(STATED PROBLEM)
Transcribe exactly the lines from the one holding "lying on lounge" to the end of the data below, including both of those lines and no others.

(ROWS)
══════════
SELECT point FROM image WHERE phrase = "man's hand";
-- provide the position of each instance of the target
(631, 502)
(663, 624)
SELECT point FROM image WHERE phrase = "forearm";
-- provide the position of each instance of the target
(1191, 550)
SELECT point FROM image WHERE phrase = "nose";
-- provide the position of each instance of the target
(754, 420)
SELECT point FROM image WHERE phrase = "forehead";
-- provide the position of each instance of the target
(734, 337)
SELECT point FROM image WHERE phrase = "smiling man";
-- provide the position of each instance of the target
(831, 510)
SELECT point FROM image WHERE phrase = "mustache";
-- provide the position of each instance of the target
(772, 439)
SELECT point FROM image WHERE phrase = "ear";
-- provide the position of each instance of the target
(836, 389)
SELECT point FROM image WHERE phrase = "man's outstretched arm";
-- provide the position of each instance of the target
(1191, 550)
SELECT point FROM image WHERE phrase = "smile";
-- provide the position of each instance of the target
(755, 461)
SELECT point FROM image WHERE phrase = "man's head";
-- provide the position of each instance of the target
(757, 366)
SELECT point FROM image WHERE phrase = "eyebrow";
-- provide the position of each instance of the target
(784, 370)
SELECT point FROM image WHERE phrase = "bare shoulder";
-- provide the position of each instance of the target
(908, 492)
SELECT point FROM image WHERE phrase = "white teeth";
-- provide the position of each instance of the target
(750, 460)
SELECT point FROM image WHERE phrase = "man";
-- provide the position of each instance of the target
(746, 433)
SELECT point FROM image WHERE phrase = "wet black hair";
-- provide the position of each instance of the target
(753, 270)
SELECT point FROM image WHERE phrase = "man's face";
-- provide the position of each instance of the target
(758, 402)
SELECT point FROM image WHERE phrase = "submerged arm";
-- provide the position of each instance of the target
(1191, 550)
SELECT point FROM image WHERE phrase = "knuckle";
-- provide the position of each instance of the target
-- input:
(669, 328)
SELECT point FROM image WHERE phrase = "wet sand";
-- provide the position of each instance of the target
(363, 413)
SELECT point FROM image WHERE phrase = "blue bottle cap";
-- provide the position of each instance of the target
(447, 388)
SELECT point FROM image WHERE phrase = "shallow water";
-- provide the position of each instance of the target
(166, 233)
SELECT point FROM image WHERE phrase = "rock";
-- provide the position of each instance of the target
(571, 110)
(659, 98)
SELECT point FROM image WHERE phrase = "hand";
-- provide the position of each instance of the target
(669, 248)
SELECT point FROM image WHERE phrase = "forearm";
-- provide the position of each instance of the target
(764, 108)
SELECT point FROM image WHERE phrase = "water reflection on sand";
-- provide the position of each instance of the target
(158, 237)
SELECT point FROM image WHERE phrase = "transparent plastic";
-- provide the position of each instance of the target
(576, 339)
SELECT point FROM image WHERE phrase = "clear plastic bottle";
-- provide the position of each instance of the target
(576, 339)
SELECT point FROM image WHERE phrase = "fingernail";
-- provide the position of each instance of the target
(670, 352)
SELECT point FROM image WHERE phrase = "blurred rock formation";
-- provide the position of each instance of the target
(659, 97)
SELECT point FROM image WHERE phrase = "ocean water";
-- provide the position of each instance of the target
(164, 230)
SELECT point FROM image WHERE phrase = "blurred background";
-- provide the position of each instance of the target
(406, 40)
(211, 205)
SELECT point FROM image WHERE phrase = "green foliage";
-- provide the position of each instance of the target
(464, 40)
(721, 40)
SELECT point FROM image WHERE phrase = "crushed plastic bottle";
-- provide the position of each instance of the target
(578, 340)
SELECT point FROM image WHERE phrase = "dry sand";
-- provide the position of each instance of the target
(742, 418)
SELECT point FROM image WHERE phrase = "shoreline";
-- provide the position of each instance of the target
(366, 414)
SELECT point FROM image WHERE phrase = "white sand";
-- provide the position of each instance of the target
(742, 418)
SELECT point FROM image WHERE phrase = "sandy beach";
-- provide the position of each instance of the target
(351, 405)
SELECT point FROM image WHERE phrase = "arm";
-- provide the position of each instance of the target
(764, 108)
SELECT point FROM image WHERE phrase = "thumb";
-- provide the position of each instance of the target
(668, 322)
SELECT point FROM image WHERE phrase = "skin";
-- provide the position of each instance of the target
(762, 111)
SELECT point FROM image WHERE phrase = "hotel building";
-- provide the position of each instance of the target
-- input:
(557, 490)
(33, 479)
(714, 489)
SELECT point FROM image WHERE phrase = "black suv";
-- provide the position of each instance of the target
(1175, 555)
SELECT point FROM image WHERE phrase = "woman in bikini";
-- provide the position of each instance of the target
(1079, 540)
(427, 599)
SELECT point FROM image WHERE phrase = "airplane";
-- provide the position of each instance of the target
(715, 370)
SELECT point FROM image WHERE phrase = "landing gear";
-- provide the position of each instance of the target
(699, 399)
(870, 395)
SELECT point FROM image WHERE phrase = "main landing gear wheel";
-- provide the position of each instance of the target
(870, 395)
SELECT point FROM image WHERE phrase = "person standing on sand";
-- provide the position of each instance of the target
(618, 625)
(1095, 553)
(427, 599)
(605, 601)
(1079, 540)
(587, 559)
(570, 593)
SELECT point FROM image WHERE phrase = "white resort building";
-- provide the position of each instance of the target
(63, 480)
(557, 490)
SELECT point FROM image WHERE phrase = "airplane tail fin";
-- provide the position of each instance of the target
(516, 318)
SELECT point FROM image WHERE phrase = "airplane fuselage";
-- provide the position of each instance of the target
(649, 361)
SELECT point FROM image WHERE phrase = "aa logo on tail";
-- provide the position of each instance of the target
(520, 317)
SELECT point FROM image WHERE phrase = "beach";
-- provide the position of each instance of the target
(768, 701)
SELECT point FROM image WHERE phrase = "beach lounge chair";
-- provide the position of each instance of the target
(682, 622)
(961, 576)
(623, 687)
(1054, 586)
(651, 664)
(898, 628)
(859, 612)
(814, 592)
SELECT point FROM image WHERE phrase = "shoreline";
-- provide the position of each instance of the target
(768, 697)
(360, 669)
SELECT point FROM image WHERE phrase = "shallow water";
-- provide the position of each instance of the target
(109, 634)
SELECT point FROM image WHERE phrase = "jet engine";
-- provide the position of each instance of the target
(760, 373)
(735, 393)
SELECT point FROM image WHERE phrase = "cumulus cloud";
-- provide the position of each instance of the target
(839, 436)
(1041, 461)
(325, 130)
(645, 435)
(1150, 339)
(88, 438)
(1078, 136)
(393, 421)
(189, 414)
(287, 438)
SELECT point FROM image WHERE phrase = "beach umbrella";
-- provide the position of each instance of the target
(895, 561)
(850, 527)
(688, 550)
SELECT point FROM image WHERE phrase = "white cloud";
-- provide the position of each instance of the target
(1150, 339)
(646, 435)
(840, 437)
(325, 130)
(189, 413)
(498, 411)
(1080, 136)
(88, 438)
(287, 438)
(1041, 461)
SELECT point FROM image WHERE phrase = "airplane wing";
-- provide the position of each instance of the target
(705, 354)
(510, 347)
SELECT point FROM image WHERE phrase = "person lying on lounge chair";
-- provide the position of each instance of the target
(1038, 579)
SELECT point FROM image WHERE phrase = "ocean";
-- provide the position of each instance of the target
══════════
(RESPONSE TO THE TASK)
SELECT point FROM image WHERE phrase = "person lying on lounge chair";
-- provide the position of each instance of the target
(1038, 579)
SELECT point FROM image WHERE phrase = "ocean";
-- provide the position of each instance of the target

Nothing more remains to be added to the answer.